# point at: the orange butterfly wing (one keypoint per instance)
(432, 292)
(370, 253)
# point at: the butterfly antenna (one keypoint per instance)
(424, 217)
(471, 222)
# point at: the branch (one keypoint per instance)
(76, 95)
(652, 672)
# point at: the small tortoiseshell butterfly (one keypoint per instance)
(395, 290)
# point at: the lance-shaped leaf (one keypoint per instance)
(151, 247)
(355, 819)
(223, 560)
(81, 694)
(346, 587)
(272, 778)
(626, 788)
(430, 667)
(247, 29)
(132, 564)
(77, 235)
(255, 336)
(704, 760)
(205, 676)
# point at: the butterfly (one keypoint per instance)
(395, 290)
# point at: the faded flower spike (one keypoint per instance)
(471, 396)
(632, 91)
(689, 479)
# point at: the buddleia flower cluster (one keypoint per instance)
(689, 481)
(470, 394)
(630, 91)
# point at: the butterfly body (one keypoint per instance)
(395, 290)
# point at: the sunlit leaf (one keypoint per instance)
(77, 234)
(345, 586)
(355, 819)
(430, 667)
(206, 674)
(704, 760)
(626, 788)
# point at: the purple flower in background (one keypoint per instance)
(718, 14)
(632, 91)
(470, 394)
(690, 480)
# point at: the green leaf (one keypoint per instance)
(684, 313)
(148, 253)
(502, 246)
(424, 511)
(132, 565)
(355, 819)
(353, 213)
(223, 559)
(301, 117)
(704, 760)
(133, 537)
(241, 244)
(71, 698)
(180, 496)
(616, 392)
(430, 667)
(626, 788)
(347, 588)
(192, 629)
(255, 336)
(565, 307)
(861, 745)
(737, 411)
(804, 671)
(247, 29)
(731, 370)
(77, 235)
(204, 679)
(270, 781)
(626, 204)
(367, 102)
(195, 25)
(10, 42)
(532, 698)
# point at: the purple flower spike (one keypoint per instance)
··········
# What you should do:
All of the data above should be set down again exactly.

# Written response:
# point at: the orange butterfly wing (one keypoint per instance)
(432, 292)
(370, 253)
# point at: the butterfly antenna (one keypoint per instance)
(424, 217)
(471, 222)
# point at: the branch (one keypoint per instance)
(76, 95)
(652, 672)
# point at: the small tortoiseshell butterfly (one keypoint per instance)
(395, 290)
# point at: the lance-shaped leaf (one keypoint per instance)
(151, 247)
(355, 819)
(223, 560)
(81, 694)
(346, 587)
(272, 778)
(626, 788)
(430, 667)
(247, 29)
(132, 564)
(77, 235)
(255, 336)
(704, 760)
(205, 676)
# point at: the butterfly (one keypoint per instance)
(395, 290)
# point at: the faded flower spike (one keypoint per instance)
(471, 396)
(632, 91)
(689, 479)
# point at: the buddleia flower cluster (one keypoint per instance)
(689, 481)
(470, 394)
(630, 91)
# point at: the butterfly body (one keypoint per instance)
(395, 290)
# point at: the sunlit leaf (one keypoint per instance)
(77, 234)
(345, 586)
(355, 819)
(430, 667)
(206, 674)
(704, 760)
(626, 788)
# point at: the purple flower in background (one keypoint per instance)
(718, 14)
(632, 91)
(470, 394)
(690, 480)
# point at: the green leaf (one keypoint per instance)
(684, 313)
(148, 253)
(502, 246)
(424, 511)
(132, 565)
(355, 819)
(353, 213)
(223, 559)
(301, 117)
(704, 760)
(133, 537)
(241, 244)
(71, 698)
(180, 496)
(616, 392)
(430, 667)
(626, 788)
(347, 588)
(192, 629)
(255, 336)
(565, 307)
(861, 745)
(737, 411)
(804, 671)
(247, 29)
(731, 370)
(77, 235)
(204, 679)
(270, 781)
(626, 204)
(367, 102)
(195, 25)
(10, 42)
(532, 698)
# point at: the purple flower spike (one keypoint per instance)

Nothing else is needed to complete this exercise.